◆ Records from a point labeling set:
● ● ● ● ●

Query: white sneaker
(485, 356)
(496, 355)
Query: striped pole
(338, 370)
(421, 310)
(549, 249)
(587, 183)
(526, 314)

● ● ● ● ●

◆ WHAT YOU ARE ASKED TO DO: Find each line in the records that contains the word "Query" and copy those lines.

◆ ANSWER TO THIS EXERCISE:
Query: white sneaker
Query: striped pole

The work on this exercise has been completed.